▶ [Requirements]:
Offset the coordinates by 18. Write out every line of the listing below, from the line containing "Note: point to the red" through the end of the listing, and add 18 to each number in every coordinate pair.
****
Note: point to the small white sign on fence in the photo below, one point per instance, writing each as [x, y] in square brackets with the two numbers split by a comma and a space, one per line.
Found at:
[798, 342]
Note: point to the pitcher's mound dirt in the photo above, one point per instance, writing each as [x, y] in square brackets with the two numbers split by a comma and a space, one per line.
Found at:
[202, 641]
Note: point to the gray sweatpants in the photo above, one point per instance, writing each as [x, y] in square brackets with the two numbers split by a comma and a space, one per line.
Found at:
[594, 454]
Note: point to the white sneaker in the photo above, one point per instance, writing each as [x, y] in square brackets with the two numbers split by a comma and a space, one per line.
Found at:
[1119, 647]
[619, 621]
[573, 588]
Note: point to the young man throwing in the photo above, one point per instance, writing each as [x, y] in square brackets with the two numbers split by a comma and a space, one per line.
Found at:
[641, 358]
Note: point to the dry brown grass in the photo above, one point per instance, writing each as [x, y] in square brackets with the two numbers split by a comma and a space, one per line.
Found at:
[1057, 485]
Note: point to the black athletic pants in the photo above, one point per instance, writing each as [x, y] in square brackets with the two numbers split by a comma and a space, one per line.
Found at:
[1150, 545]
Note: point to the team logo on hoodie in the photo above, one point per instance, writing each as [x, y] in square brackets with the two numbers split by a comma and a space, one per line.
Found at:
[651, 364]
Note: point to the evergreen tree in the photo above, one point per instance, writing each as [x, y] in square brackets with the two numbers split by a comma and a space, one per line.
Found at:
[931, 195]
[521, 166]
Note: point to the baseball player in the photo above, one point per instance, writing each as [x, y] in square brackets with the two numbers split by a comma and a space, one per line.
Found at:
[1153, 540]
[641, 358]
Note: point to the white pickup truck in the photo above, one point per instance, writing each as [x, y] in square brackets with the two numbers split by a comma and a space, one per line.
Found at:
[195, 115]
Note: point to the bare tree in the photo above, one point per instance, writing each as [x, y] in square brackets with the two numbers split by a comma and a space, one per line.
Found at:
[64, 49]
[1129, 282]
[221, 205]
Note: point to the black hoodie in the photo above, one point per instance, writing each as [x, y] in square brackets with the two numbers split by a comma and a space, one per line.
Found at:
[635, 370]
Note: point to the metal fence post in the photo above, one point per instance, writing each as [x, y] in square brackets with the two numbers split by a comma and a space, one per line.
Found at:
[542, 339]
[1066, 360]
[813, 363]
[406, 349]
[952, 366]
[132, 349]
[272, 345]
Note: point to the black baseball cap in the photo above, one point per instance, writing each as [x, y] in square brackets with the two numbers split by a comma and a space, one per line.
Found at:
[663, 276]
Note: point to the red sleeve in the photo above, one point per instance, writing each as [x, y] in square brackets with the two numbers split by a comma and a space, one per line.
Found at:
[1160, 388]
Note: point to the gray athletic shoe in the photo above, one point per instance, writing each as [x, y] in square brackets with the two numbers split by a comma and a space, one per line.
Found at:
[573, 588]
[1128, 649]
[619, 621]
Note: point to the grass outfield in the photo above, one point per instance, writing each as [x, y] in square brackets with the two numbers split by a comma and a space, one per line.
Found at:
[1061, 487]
****
▶ [Result of the task]:
Note: point to the red sleeve in the photo above, one point per instance, writing each as [x, y] in square brackets with the two numbers split by a comma and a space, one per line.
Found at:
[1178, 406]
Note: point to the gray athletic shoe in the photo above, one point per instance, writing each as [x, y] in square brackets with the two numbers split by a comma and a space, one per line.
Found at:
[591, 606]
[1146, 667]
[637, 639]
Note: point to the grass outfield in the photo above, one point per instance, writing each as [x, y] in square brackets with the two numbers split by a comma and a space, one per line.
Found at:
[1079, 505]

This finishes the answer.